For example, I have a script that basically reads a few small text files and checks that they are properly formatted, but it takes 27 seconds to run, on my machine, due to a significant amount of string manipulation. This string manipulation makes thousands of new processes by calling various utilities, hence the slowness. I am pretty confident that if some of the utilities were built in, namely grep, sed, cut, tr, and expr, then the script would run in a second or less (based on my experience in C).

It seems there would be a lot of situations where building these utilities in would make the difference between whether or not a solution in shell script has acceptable performance.

Obviously, there is a reason it was chosen not to make these utilities built in. Maybe having one version of a utility at a system level avoids having multiple unequal versions of that utility being used by various shells. I really can't think of many other reasons to keep the overhead of creating so many new processes, and POSIX defines enough about the utilities that it does not seem like much of a problem to have different implementations, so long as they are each POSIX compliant. At least not as big a problem as the inefficiency of having so many processes.

**Dataset excerpt**:
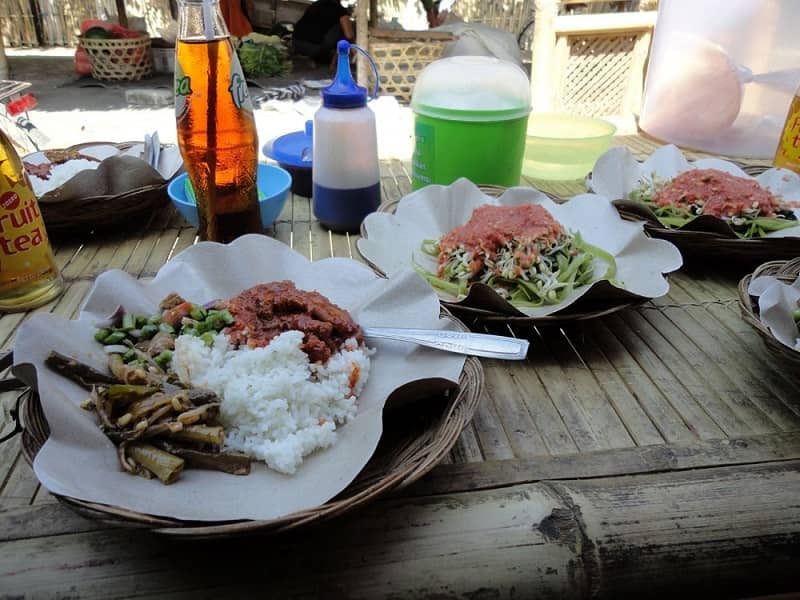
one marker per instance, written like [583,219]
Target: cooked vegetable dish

**Given task A**: Name every utility that the shell scripting text says could be built in to make the script faster.
**Given task B**: Reproduce the part of the shell scripting text starting at "For example, I" and ending at "has acceptable performance.".
The listing has nothing to do with the shell scripting text.

**Worked answer A**: grep, sed, cut, tr, expr

**Worked answer B**:
For example, I have a script that basically reads a few small text files and checks that they are properly formatted, but it takes 27 seconds to run, on my machine, due to a significant amount of string manipulation. This string manipulation makes thousands of new processes by calling various utilities, hence the slowness. I am pretty confident that if some of the utilities were built in, namely grep, sed, cut, tr, and expr, then the script would run in a second or less (based on my experience in C).

It seems there would be a lot of situations where building these utilities in would make the difference between whether or not a solution in shell script has acceptable performance.